→ Task set
a - From the Haystack post below, reproduce the stretch from "Haystack is designed to provide" through "and soon, video.".
b - List the people the Haystack post below names as having built Haystack.
c - According to the Haystack post below, how many members does Webshots have?

BEGIN Given passage

Haystack powers allyoucanupload and will soon power all of Webshots (Webshots is a photo sharing community with 19,000,000 members who have uploaded over 375,000,000 photos). Allyoucanupload is an image hosting service that we built to run alongside Webshots.
Haystack is designed to provide a very scalable, reliable and cost effective platform for object storage and delivery to the Internet. It just went live 2 weeks ago - we are currently using it for the allyoucanupload Webshots image hosting service (gif, jpeg and png). In the very near future, it will serve all Webshots photos, and soon, video.
I'm doing a long post because I'm very proud of what our technical team has accomplished, but also to give some insight into how finance, user and technical strategy intersect in our group. Building a large and sustainable (aka profitable) business in social media requires a balancing act between the delivering on a great user promise, a revenue model and keeping your costs under control. Haystack will allow us to deliver very robust storage solutions for users at a very low marginal cost.
Disclaimer/Credit: Almost all of the technical content in this blog post was written by Paul O, who runs CNET Networks' data center services, including database architecture, network systems and operations and the actual data center. Paul, Jim, Rodolphe, Marcus, and Matthew built Haystack - they don't (yet) have blogs so I'm doing this post. Please do not attribute any technical props to me because of this post. My only contribution to Haystack was to approve its development and cheerlead along the way.
Haystacks' content (social media files) has several interesting characteristics: it grows without bound; it tends toward write-once, read-many; the most recent content tends to be the most frequently accessed. Haystack's design leverage these characteristics.
The challenge: A big financial and therefore technical issue is the relationship of storage to delivery. It's relatively easy to deliver a small number of files to a lot of people. And a large number of files to a small number of people. A large number of files to a large number of people gets more complicated and can get very expensive very quickly.
Haystack gives us the ability to finely match the raw storage capacity of the system with it's overall IO capacity. Haystack grows very naturally through incremental addition of capacity. Haystack is designed to handle failures automatically and to keep reliability constant as the system grows. Haystack uses commodity hardware and software.
The promise of Haystack is that we can handle reliability at
scale at a very low (perhaps the lowest) marginal operating cost.
Reliability means that we never have to say we're sorry - we lost your
photos. Scale is scale. Low marginal cost directly goes to our
ability to give users as much storage as we can, and run the least
intrusive ads, while running Webshots with a sustainable profit margin
- and keeping the data center team focused on talent vs hands and
well paid:) You'll see the effects of Haystack on Webshots in our
upcoming redesign and soon to be revised storage limits.
BSU Haystack consists of many Basic Storage Units (BSU), which are just servers with a lot of disks. Content is scattered more or less randomly across all BSU and spindles to maximize the IO throughput of the system. Multiple copies of the content are maintained on disparate equipment so that no single failure can loose all copies of an object.

END Given passage
BEGIN Information shown

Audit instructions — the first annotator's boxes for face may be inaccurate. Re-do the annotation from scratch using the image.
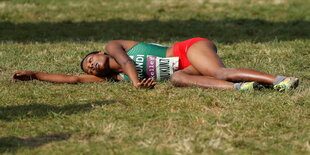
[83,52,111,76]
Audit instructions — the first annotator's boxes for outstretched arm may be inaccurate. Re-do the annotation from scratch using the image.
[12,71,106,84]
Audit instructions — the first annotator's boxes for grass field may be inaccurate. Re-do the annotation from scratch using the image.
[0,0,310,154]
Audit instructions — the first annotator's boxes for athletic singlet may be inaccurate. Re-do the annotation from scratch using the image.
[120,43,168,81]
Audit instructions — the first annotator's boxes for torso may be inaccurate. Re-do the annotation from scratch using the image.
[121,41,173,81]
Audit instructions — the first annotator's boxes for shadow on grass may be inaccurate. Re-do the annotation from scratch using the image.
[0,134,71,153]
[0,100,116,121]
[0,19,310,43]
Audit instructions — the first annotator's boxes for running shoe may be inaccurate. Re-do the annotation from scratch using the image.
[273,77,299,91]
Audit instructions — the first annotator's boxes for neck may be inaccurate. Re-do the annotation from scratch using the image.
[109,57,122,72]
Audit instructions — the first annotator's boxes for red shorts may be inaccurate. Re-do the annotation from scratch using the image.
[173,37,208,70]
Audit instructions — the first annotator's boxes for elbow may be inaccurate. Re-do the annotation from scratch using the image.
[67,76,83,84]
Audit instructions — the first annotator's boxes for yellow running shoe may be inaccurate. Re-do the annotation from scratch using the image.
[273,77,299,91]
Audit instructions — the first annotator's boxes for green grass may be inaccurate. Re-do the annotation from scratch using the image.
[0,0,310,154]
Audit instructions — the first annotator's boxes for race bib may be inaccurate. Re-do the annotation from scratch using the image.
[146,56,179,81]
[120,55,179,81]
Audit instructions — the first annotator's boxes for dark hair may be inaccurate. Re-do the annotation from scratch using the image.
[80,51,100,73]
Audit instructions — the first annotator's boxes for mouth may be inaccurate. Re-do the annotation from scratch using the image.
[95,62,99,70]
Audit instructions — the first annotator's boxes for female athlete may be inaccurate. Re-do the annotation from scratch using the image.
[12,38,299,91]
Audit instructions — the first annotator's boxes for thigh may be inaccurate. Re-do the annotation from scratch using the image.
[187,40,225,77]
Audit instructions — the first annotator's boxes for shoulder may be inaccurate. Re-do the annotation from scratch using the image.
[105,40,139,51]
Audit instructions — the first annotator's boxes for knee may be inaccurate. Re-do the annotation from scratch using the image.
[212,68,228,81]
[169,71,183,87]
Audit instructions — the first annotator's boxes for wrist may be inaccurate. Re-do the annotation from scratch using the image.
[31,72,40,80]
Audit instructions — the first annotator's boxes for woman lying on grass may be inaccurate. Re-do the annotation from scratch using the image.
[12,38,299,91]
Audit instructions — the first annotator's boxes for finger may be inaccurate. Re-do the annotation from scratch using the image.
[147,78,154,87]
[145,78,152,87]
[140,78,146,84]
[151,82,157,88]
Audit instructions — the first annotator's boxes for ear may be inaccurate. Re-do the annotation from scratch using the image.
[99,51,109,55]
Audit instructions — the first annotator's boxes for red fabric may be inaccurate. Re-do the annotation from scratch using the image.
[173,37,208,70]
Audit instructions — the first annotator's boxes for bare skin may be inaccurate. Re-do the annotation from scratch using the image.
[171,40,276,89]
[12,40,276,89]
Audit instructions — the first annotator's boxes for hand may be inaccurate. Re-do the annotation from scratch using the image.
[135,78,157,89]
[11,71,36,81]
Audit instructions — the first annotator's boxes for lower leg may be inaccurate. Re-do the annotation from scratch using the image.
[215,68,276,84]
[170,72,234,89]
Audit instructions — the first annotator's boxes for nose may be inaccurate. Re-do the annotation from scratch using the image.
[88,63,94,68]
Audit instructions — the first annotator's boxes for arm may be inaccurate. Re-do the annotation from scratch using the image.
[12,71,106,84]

END Information shown
BEGIN Information shown

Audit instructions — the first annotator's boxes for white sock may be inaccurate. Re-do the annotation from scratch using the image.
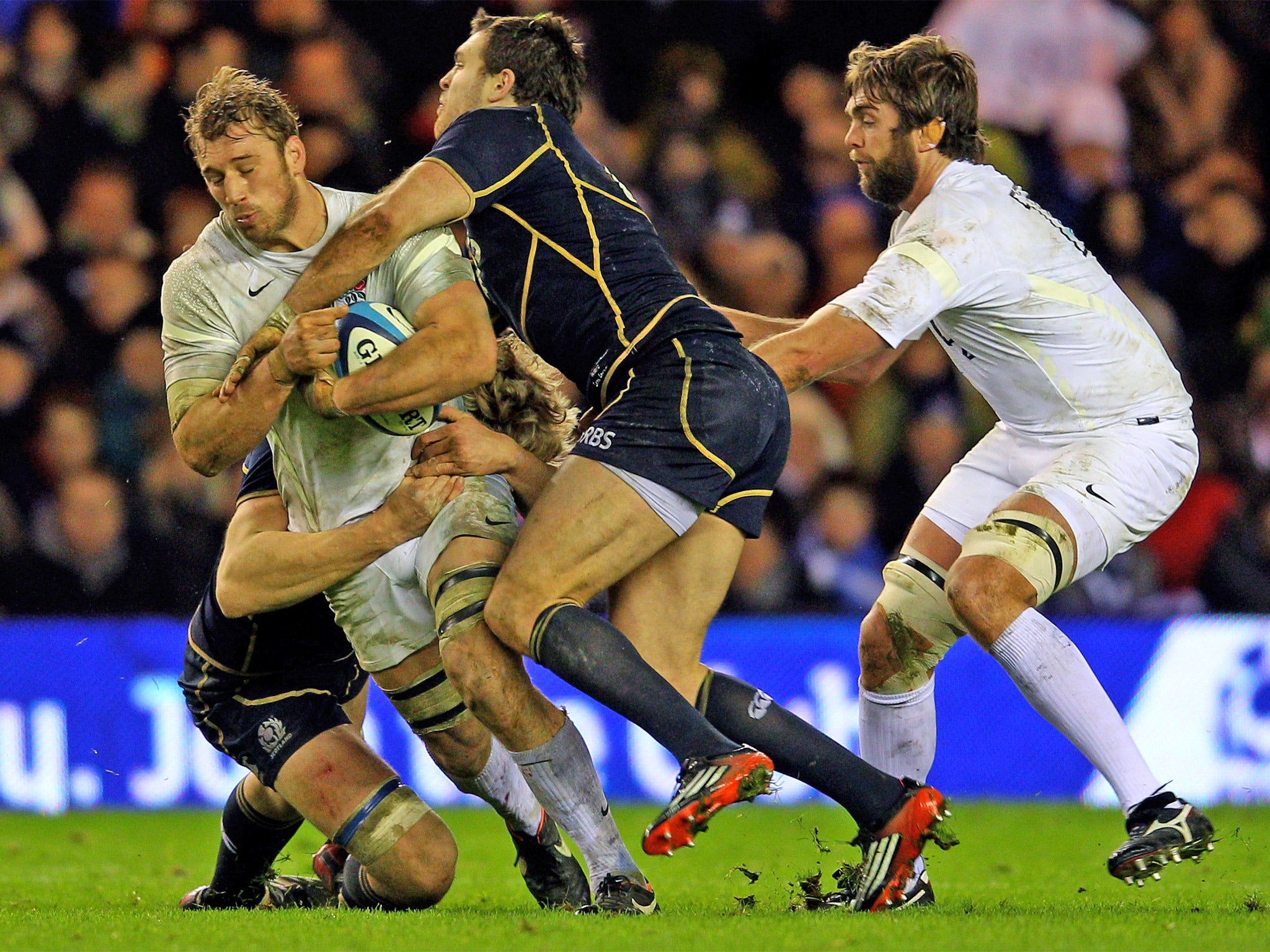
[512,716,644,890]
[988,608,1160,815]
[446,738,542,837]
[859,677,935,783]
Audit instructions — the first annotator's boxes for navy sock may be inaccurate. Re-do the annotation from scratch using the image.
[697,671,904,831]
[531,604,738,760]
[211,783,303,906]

END Information shown
BEGIN Information shown

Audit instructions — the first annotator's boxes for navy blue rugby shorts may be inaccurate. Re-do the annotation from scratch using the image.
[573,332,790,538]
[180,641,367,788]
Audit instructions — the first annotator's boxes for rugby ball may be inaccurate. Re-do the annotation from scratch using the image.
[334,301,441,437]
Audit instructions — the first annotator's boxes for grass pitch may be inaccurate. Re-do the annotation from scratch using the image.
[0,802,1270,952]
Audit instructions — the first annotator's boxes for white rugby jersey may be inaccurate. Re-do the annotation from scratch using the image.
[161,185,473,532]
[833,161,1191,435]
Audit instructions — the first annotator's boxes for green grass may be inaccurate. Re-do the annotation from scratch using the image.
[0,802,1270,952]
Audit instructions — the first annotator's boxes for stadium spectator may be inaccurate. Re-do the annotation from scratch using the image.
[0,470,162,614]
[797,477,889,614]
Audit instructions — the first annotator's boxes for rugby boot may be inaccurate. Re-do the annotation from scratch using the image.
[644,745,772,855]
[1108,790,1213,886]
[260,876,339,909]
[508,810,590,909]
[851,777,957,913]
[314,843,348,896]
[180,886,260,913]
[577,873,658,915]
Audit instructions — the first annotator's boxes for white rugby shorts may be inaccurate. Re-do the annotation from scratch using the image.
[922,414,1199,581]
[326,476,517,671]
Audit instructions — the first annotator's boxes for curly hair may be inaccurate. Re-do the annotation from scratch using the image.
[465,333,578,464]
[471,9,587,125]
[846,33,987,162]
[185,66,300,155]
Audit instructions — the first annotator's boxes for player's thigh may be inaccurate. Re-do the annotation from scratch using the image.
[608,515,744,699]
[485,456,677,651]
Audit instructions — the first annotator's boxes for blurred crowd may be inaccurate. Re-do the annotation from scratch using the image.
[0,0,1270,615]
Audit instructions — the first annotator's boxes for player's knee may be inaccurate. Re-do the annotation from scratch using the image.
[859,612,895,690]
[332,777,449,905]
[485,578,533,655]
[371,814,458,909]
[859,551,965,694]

END Information shown

→ Worked answers
a -
Haystack is designed to provide a very scalable, reliable and cost effective platform for object storage and delivery to the Internet. It just went live 2 weeks ago - we are currently using it for the allyoucanupload Webshots image hosting service (gif, jpeg and png). In the very near future, it will serve all Webshots photos, and soon, video.

b - Paul, Jim, Rodolphe, Marcus, Matthew

c - 19,000,000 members.